=== Data to process ===

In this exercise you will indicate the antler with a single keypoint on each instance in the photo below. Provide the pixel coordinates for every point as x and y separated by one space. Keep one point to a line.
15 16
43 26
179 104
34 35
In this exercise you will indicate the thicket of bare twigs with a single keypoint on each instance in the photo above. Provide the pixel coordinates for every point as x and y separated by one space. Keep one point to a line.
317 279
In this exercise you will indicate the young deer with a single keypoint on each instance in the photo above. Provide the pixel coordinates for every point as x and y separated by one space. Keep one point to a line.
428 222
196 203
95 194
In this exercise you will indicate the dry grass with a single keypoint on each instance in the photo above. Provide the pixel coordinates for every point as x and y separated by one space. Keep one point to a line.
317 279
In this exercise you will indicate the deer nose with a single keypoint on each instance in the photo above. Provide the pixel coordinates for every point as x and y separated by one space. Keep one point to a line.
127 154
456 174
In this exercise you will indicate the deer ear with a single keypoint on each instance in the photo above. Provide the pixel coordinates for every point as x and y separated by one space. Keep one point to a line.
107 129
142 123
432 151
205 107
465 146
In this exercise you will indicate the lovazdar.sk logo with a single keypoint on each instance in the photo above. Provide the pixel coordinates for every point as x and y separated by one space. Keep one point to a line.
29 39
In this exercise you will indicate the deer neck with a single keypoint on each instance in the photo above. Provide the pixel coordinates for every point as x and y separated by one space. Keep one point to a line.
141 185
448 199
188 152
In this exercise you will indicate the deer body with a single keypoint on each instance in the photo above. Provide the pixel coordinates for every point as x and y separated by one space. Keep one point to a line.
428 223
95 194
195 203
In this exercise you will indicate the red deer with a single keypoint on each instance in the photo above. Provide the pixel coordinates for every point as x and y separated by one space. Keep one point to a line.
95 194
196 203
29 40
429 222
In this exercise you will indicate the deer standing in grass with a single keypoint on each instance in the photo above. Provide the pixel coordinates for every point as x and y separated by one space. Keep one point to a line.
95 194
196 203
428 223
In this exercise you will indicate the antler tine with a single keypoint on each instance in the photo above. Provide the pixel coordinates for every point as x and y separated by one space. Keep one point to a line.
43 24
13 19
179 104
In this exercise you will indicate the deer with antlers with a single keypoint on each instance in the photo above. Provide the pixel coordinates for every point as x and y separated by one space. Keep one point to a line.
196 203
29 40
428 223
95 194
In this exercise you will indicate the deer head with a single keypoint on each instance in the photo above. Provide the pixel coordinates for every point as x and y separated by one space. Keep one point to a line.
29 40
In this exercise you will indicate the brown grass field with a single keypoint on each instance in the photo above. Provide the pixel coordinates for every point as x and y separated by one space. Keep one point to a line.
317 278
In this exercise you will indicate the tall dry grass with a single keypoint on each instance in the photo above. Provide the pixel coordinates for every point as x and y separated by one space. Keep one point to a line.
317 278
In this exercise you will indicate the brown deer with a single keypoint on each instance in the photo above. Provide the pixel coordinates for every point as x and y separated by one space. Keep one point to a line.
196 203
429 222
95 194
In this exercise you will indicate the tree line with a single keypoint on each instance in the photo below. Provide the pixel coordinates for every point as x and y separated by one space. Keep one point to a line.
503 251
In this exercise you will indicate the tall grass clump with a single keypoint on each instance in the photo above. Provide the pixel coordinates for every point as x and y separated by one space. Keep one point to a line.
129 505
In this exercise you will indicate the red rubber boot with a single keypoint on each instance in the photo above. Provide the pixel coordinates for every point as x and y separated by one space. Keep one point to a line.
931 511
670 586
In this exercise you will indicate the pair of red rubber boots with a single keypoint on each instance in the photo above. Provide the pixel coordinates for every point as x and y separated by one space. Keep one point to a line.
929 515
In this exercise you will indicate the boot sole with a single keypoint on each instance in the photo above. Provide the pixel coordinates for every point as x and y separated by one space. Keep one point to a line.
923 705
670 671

===

# Problem:
Copy out the whole listing, word for word.

# Exercise response:
In this exercise you will indicate the antler with a single keypoint on each instance in the photo below. Provide the pixel coordinates for every point as x and y separated by one space. Keep one point to a line.
15 16
43 26
179 104
34 35
In this exercise you will indicate the thicket of bare twigs with a single keypoint on each instance in the photo above. Provide the pixel coordinates for every point as x and y separated by one space. Keep one point to a line.
317 279
In this exercise you will indicate the young deer with a single keypoint on each instance in the photo above. Provide the pixel coordinates for every point as x and y separated by one space. Keep one point to a line.
428 222
196 203
95 194
In this exercise you will indicate the dry grass with a single keypoint on each instance in the photo above. Provide the pixel coordinates for every point as x and y separated by one space. Keep one point to a line.
317 279
In this exercise you will indicate the deer nose with a single keypoint on each instance in the photo above. Provide the pixel coordinates for every point as x and y separated by one space. Keep one point to a line.
127 154
456 174
In this exercise you will indicate the deer ear with a single keypoint on each instance in the photo above. Provide the pixel coordinates for every point as x and y separated by one space. Keep one point to a line.
107 129
142 123
432 151
205 107
465 146
In this exercise you will indicate the lovazdar.sk logo with a single keypoint on each instance in the photo above. Provide the pixel coordinates for every point as x and y separated by one space. Keep one point to a line.
29 39
In this exercise you will indicate the deer neck with a single keypoint on each instance in the photo above. Provide the pixel coordinates for every point as x and y separated by one space. Keep one point to a line.
141 185
448 199
188 152
In this exercise you will indicate the deer body with a single keypoint on each instance in the photo above. Provide the pixel coordinates for every point as x and y separated by one space. Keep one point to a line.
428 223
95 194
195 203
In this exercise you will indicate the red deer with a single keypoint on each instance in the photo above. Provide the pixel coordinates for every point as x and y separated by one space. Keep one point to a line.
95 194
196 203
29 40
429 222
In this exercise you will indicate the deer standing in grass with a single keypoint on each instance in the photo above. Provide the pixel coordinates for every point as x and y separated by one space. Keep one point to a line.
95 194
196 203
428 223
In this exercise you will indicate the antler tine with a single keypoint on each instance in the photo above. Provide the pixel coordinates for every point as x and y separated by one space. Keep one point to a line.
43 24
13 19
179 104
In this exercise you will indicate the deer with antlers with a single keypoint on each instance in the photo above. Provide the pixel coordinates for every point as x and y separated by one space. Keep one point to a line.
196 203
29 40
428 223
95 194
In this exercise you will indicate the deer head with a single keypoint on each instance in the photo above. Provide the pixel coordinates for every point as x and y separated by one space. Keep one point to a line.
29 40
In this exercise you will indicate the brown grass field with a single keypoint on each instance in the photo above. Provide the pixel coordinates for every point as x and y separated by one space. Keep one point to a line.
317 278
In this exercise you will indicate the tall dry grass with a single keypoint on each instance in the photo above. Provide the pixel coordinates for every point as x and y separated by one space. Keep one point to a line.
317 278
In this exercise you will indicate the brown deer with a single keypoint on each instance in the photo above. Provide the pixel coordinates for every point as x and y separated by one space. Keep one point to a line.
196 203
429 222
95 194
In this exercise you will indicate the tree line with a single keypoint on each instance in the photo below. Provide the pixel coordinates for every point as x and y separated by one space. Keep one point to a line.
503 251
In this exercise you will indicate the tall grass clump with a single keypoint on each instance in the photo above. Provide the pixel coordinates for every point as x and y separated by one space. Keep one point to a line.
129 505
In this exercise you will indicate the red rubber boot with a single keypoint on each instance in the photo above. Provide the pixel coordinates for every point as x and y separated by one space. Keep one point to a line.
931 511
670 586
In this exercise you will indicate the pair of red rubber boots with a single keypoint on each instance in the photo above. Provide the pixel coordinates for every point as x and y separated by one space. Keep one point to a line.
929 515
In this exercise you will indicate the boot sole with a single keypoint on each instance in the photo above. Provide the pixel coordinates for every point as x and y separated by one space. Keep one point to a line.
923 705
670 671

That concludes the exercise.